#### Cosa si chiede:
1 > Riscrivi come elenco il paragrafo della sentenza che comincia con «nel giudizio di legittimità costituzionale». Mantieni i fatti principali.
2 > Continua la sentenza della Corte costituzionale dopo l'ultima frase riportata.

SENTENZA N. 82
ANNO 1997
REPUBBLICA ITALIANA
IN NOME DEL POPOLO ITALIANO
LA CORTE COSTITUZIONALE
composta dai signori Giudici:
- Dott. Renato GRANATA, Presidente
- Prof. Giuliano VASSALLI
- Prof. Francesco GUIZZI
- Prof. Cesare MIRABELLI
- Prof. Fernando SANTOSUOSSO
- Avv. Massimo VARI
- Dott. Cesare RUPERTO
- Dott. Riccardo CHIEPPA
- Prof. Gustavo ZAGREBELSKY
- Prof. Valerio ONIDA
- Prof. Carlo MEZZANOTTE
- Avv. Fernanda CONTRI
- Prof. Guido NEPPI MODONA
- Prof. Piero Alberto CAPOTOSTI
ha pronunciato la seguente
SENTENZA
nel giudizio di legittimità costituzionale degli artt. 1, 2 e 3 del disegno di legge n. 1204, approvato il 24 marzo 1996, dal titolo: "Provvedimenti urgenti per la formazione e la qualificazione dei tecnici di dialisi. Norme collegate con il piano sanitario regionale. Norme per la tipizzazione tissutale e in materia di ammissione alle scuole di specializzazione", promosso con ricorso del Commissario dello Stato per la Regione Siciliana, notificato il 1° aprile 1996, depositato in cancelleria il 10 successivo ed iscritto al n. 9 del registro ricorsi 1996.

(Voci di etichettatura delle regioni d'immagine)
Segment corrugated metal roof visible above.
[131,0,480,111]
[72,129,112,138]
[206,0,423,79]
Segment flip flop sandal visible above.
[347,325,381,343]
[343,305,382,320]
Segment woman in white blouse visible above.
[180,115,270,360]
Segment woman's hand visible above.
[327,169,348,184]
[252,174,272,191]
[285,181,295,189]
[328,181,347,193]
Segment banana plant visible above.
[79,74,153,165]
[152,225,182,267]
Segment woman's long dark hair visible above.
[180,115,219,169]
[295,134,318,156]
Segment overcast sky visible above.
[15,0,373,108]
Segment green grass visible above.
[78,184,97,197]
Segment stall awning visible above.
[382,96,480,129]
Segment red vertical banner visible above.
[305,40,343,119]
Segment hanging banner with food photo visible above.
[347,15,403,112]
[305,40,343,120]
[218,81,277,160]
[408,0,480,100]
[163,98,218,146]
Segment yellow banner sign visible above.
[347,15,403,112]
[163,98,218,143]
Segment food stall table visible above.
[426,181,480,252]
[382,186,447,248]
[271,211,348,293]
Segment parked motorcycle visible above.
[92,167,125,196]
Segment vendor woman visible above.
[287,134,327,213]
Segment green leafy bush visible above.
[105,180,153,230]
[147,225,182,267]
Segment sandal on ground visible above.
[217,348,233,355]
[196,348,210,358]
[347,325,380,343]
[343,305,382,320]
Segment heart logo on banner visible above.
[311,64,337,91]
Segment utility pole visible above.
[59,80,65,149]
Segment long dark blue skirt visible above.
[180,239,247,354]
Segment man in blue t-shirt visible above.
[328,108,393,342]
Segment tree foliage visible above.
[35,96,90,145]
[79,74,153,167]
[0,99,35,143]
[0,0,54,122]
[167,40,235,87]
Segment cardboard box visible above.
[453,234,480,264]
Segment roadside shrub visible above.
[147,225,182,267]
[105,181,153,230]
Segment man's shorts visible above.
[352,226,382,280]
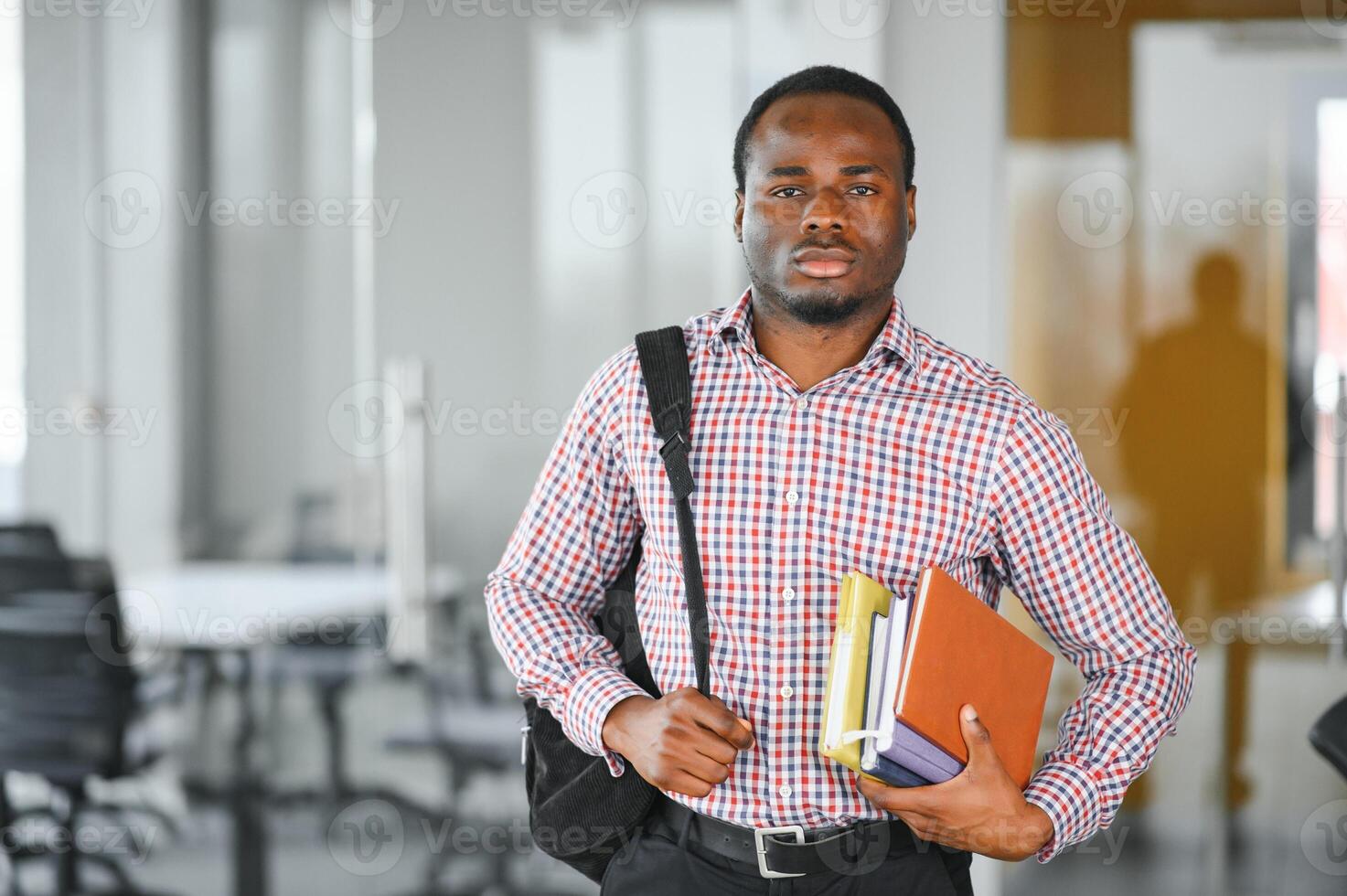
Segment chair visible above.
[0,590,178,895]
[1310,697,1347,777]
[387,605,578,896]
[0,523,65,558]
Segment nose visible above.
[800,190,846,233]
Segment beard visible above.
[753,279,871,326]
[745,253,898,326]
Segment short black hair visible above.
[734,65,916,193]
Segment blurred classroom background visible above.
[0,0,1347,896]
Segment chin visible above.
[781,286,865,324]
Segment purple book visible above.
[861,595,963,784]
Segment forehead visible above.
[746,93,903,178]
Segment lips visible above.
[791,247,855,279]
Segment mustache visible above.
[791,240,861,256]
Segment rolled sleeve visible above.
[990,401,1196,862]
[561,666,649,777]
[1023,762,1099,862]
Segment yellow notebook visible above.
[819,572,893,771]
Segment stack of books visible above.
[819,566,1052,788]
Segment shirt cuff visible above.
[551,666,649,777]
[1023,762,1100,864]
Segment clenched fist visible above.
[604,688,753,796]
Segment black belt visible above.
[648,795,914,877]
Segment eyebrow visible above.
[766,165,888,178]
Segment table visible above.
[119,562,464,896]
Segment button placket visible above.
[769,395,814,816]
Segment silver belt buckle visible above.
[753,825,804,877]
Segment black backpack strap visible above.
[636,326,711,697]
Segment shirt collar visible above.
[714,288,919,367]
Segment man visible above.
[486,66,1195,893]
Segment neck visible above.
[753,288,896,392]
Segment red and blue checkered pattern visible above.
[485,291,1196,861]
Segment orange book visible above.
[893,566,1052,788]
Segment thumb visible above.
[959,703,998,765]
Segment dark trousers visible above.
[599,797,973,896]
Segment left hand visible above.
[858,703,1053,862]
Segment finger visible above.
[679,753,730,784]
[687,725,740,765]
[664,772,715,797]
[857,774,935,813]
[692,697,753,749]
[897,813,943,844]
[959,703,1000,765]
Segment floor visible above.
[10,638,1347,896]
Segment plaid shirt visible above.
[485,283,1196,861]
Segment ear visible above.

#### Soluzioni degli esercizi:
1 >
- Oggetto: legittimità costituzionale degli artt. 1, 2 e 3 del disegno di legge n. 1204, approvato il 24 marzo 1996
- Titolo del disegno di legge: provvedimenti urgenti per la formazione e la qualificazione dei tecnici di dialisi; norme collegate con il piano sanitario regionale; norme per la tipizzazione tissutale e in materia di ammissione alle scuole di specializzazione
- Ricorso promosso dal Commissario dello Stato per la Regione Siciliana
- Notifica: 1° aprile 1996
- Deposito in cancelleria: 10 aprile 1996
- Iscrizione: n. 9 del registro ricorsi 1996

2 >
Visto l'atto di costituzione della Regione Siciliana;
udito nell'udienza pubblica del 10 dicembre 1996 il Giudice relatore Valerio Onida;
uditi l'Avvocato dello Stato Giuseppe O. Russo per il ricorrente, e gli avvocati Giovanni Pitruzzella e Laura Ingargiola per la Regione Siciliana.
Ritenuto in fatto
1.- Con ricorso del 1° aprile 1996 il Commissario dello Stato presso la Regione Siciliana ha impugnato - in riferimento all'art. 17, lettera b, dello statuto speciale, e in relazione all'art. 6, lettera q, della legge 23 dicembre 1978, n. 833, e all'art. 6, comma 3, del d.lgs. 30 dicembre 1992, n. 502 - gli articoli 1, 2 e 3 della legge approvata dall'Assemblea regionale siciliana nella seduta del 24 marzo 1996, recante "Provvedimenti urgenti per la formazione e la qualificazione dei tecnici di dialisi. Norme collegate con il piano sanitario regionale. Norme per la tipizzazione tissutale e in materia di ammissione alle scuole di specializzazione".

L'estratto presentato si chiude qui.